WHAT TO PRODUCE: Without changing a thing, reproduce the entire listing and leave out its pictures.

RECORD EXCERPTS:
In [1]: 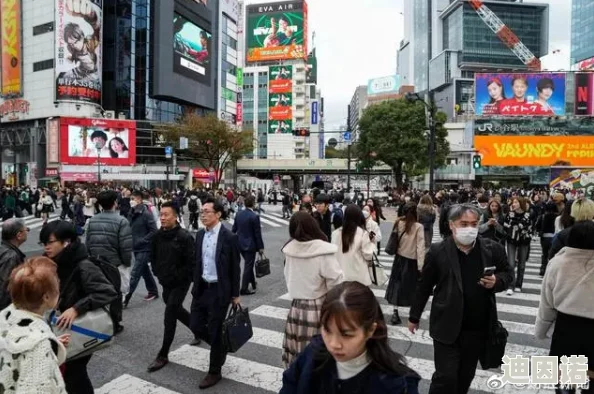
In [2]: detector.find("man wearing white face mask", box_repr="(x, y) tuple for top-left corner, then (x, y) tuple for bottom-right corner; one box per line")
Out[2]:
(408, 204), (513, 394)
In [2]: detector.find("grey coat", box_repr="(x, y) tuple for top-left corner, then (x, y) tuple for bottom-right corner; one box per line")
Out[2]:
(86, 210), (133, 267)
(0, 241), (26, 309)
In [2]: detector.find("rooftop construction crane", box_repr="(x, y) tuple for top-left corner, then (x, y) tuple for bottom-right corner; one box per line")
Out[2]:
(469, 0), (542, 71)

WRITTEN SOLUTION:
In [1]: 
In [2]: detector.find("man wearing white face mask", box_repr="(x, y) tuple for top-left corner, then (x, y) tuple for bottom-right corner; one box per line")
Out[2]:
(408, 204), (513, 394)
In [2]: detector.find("grey coat", box_repr="(x, y) tuple for top-left corner, then (x, y) tuple for bottom-right corner; one box per line")
Out[2]:
(86, 210), (133, 267)
(0, 241), (26, 309)
In [2]: detector.find("rooftop construction crane", box_repr="(x, y) tuple for top-left corner, then (x, y) tuple for bottom-right corner; one box per line")
Out[2]:
(469, 0), (542, 71)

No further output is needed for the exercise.